Scale the lines below by copying every one of them, requests included, and multiplying each point coordinate in the answers by 0.75, rounded to a whole number with halves rounded up; leave the coordinates in the requests and their format samples unchanged. Omit the picture from your copy.

#### Available records

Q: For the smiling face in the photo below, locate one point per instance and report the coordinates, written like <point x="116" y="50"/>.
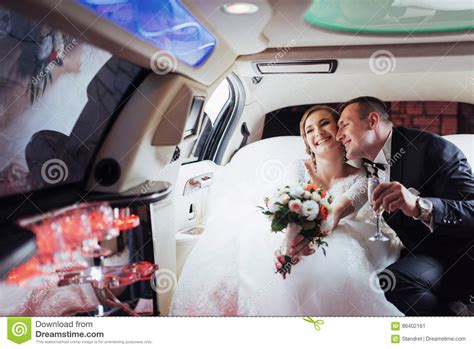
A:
<point x="355" y="134"/>
<point x="320" y="129"/>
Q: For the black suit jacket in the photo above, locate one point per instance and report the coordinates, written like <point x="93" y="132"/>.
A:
<point x="440" y="172"/>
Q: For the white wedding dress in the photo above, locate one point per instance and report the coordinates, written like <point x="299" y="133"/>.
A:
<point x="231" y="270"/>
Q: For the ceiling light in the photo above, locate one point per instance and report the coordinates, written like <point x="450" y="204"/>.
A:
<point x="240" y="8"/>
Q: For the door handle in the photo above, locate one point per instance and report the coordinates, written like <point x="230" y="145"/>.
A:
<point x="198" y="182"/>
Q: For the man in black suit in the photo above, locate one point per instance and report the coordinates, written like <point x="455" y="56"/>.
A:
<point x="428" y="201"/>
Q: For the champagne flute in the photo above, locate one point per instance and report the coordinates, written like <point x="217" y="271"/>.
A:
<point x="373" y="182"/>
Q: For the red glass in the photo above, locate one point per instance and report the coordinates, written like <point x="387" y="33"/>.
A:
<point x="111" y="277"/>
<point x="101" y="219"/>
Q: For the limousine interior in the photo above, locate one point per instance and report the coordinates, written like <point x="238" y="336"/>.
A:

########

## Full output
Q: For the smiling face in the photo below, locate one point per instance and report the coordinates, written like <point x="116" y="50"/>.
A:
<point x="266" y="101"/>
<point x="240" y="97"/>
Q: For the black suit jacket in the photo above, locate one point per instance and report the coordinates, written like <point x="93" y="132"/>.
A:
<point x="330" y="129"/>
Q: For the white wedding dress in the photo above, locate one point per instance and report the coordinates, written like <point x="299" y="133"/>.
A:
<point x="173" y="203"/>
Q: For the ceiling light in the photo above, locate one point per instance and report the coordinates, written like <point x="450" y="204"/>.
A:
<point x="180" y="6"/>
Q: For the door handle in the photo above, locate one point per instance and report the coordinates, written like <point x="230" y="145"/>.
A:
<point x="149" y="137"/>
Q: For the man in black suit in the photo above, locate one point per instance and report the coordinates, written like <point x="455" y="56"/>.
A:
<point x="321" y="151"/>
Q: For the champagne flute in the photo above, locate one point per instance and report the coordinates, written like <point x="217" y="271"/>.
A:
<point x="280" y="137"/>
Q: For the red glass in the photo above, locate one point per instance and report the coordinates, written like <point x="387" y="33"/>.
A:
<point x="83" y="208"/>
<point x="76" y="164"/>
Q: For the limousine interior in the photo above, locate one point per instance and report the coordinates, written like <point x="238" y="336"/>.
A:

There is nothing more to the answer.